>> START Text passage
Alistair Begg’s Open Evangelism

Alistair Begg recently appeared with the Expositors Collective to, among other things, rehash and recast the controversy that erupted in early 2024 over his recommendation that a Christian grandmother attend her transgender granddaughter’s “wedding” in order not to be seen as judgmental.

In the interview, Begg sadly blames “some enterprising soul in his basement with a microphone” who “found it” for exposing the horrible advice, and rips Christian golf buddies for making podcasts to correct his error rather than picking up the phone to verify that what he said on the radio was indeed what he said. Begg claimed not to know the basement guy, but claimed the headline used was “Alistair Begg Endorses Gay Marriage,” an entirely unsubstantiated claim.

With the clear bad blood still boiling over the almost two-year-old issue, you’d be forgiven for thinking Begg was engaging in reputation-restoring spin, but upon a careful examination of his 2023 book that was the subject of the infamous radio interview, it is clear that Begg is merely sticking to his theological guns.

Begg’s Consistency

In his book A Christian Manifesto and subsequent public comments, Alistair Begg has advanced teachings on love, justice, and judgment that represent significant departures from biblical doctrine. While Begg remains respected for his expository preaching, his counsel regarding attending same-sex weddings and the errant framework that informed it reveals dangerous errors. Sadly, these errors are not isolated slips of the tongue but seem to be entirely consistent with his book’s misapplication of Scripture.

The three key areas where Begg’s teaching goes astray:

  1. His distortion of Christ’s command to love our enemies.
  2. His unbiblical distinction between “doing right” and “doing good.”
  3. His relativizing of Christ’s command, “Judge not,” into a matter of tone rather than a reciprocal standard for judgment.

Love for Enemies vs. Love for Friends

Begg frames Christ’s command in Luke 6 — “Love your enemies” — as an elevated standard of love beyond the second great commandment to love one’s neighbor as oneself (Matt. 22:39, Lev. 19:18).1 In practice, this collapses into treating all people, friend or enemy, believer or unbeliever, identically, rather than loving each as they ought to be loved.

Biblically, the application of love is distinct in scope and application:

  • Love of neighbor: Doing what is righteous toward those within our relational reach (Luke 10:27; Gal. 6:10).
  • Love of the brethren: A new commandment given by Christ, marked by sacrificial love for fellow believers (John 13:34–35).
  • Love of enemies: Refusing vengeance, blessing those who curse us, and praying for persecutors (Matt. 5:44).
>> END Text passage
>> START Extracted information
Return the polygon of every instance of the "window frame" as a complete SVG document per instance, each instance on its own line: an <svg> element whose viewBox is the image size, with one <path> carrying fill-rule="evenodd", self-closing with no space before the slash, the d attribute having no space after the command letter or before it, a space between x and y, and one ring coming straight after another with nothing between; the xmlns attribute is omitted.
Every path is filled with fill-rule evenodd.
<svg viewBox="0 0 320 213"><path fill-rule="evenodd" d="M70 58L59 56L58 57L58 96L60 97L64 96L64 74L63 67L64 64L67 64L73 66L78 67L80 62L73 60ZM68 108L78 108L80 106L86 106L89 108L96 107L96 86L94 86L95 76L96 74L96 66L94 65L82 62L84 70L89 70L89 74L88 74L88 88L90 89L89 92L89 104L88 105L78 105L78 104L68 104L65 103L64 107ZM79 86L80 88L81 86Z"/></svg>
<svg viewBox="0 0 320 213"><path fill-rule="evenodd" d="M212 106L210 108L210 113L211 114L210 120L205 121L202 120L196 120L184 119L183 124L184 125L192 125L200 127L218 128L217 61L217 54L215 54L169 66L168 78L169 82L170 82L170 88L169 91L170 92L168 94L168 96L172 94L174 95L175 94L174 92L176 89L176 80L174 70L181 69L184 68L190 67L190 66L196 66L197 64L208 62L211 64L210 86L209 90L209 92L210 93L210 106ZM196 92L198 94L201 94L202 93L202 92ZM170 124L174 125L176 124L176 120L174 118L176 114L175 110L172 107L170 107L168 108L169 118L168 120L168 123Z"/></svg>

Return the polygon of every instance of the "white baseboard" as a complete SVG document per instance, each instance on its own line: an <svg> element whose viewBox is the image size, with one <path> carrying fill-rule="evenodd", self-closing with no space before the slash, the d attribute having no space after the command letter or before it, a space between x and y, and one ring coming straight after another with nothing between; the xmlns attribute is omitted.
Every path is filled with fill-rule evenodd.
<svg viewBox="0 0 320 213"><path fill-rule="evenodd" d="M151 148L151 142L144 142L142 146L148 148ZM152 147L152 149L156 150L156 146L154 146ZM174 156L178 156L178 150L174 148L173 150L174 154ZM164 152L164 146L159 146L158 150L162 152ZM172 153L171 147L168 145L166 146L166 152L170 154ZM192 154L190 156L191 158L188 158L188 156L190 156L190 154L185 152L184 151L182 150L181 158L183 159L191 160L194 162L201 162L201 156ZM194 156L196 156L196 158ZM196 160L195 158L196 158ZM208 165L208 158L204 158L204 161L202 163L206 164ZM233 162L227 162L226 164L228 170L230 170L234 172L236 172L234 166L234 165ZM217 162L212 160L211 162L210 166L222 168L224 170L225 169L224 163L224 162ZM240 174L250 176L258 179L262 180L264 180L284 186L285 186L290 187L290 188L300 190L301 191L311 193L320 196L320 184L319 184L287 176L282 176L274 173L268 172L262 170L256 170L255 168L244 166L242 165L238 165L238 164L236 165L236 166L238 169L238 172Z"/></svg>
>> END Extracted information
Challenges:
**1)** Answer these questions from the article on Alistair Begg:
(a) In what year was the book that was the subject of the radio interview published?
(b) What headline did Begg claim was used by the person in the basement?
(c) Which Scripture reference does the article give for love of the brethren?
**2)** Repeat the stretch of the article on Alistair Begg from "Alistair Begg recently" through "entirely unsubstantiated claim.".
**3)** Go on with the article on Alistair Begg's teaching, starting after its last sentence.

Answer set:
**1)**
(a) 2023
(b) "Alistair Begg Endorses Gay Marriage"
(c) John 13:34–35

**2)**
Alistair Begg recently appeared with the Expositors Collective to, among other things, rehash and recast the controversy that erupted in early 2024 over his recommendation that a Christian grandmother attend her transgender granddaughter’s “wedding” in order not to be seen as judgmental.

In the interview, Begg sadly blames “some enterprising soul in his basement with a microphone” who “found it” for exposing the horrible advice, and rips Christian golf buddies for making podcasts to correct his error rather than picking up the phone to verify that what he said on the radio was indeed what he said. Begg claimed not to know the basement guy, but claimed the headline used was “Alistair Begg Endorses Gay Marriage,” an entirely unsubstantiated claim.

**3)**
By flattening these categories into an ill-defined, universal “equal treatment,” Begg removes the practical distinctions that scripture itself maintains. Worse, he allows the perception of unbelievers (“what impression are we leaving?”2) to define what is loving, rather than God’s revealed standard. This underlies his infamous counsel that a Christian grandmother should attend her transgender grandchild’s same-sex “wedding” so as not to appear judgmental — advice which contradicts biblical fidelity.

False Distinction Between “Right” and “Good”

In A Christian Manifesto, Begg asserts that Jesus calls his followers “not simply to do what is right, but what is good.”3 This introduces a false dichotomy foreign to Scripture.

The Bible never separates righteousness from goodness. God’s law is “holy and righteous and good” (Rom. 7:12). To obey God’s commands is both right and good; to disobey is both wrong and evil. To invent a higher category of “good” works, beyond what God requires, is to blur obedience with sentimentality.

This error opens the door for framing certain actions — say, attending a same-sex wedding — as good acts of compassion, even though they directly contradict the right application of biblical truth. In effect, this allows a situational ethic that a believer can shift as they see fit (Begg himself reveals that if the people, situation, or question were different, he may give completely different advice).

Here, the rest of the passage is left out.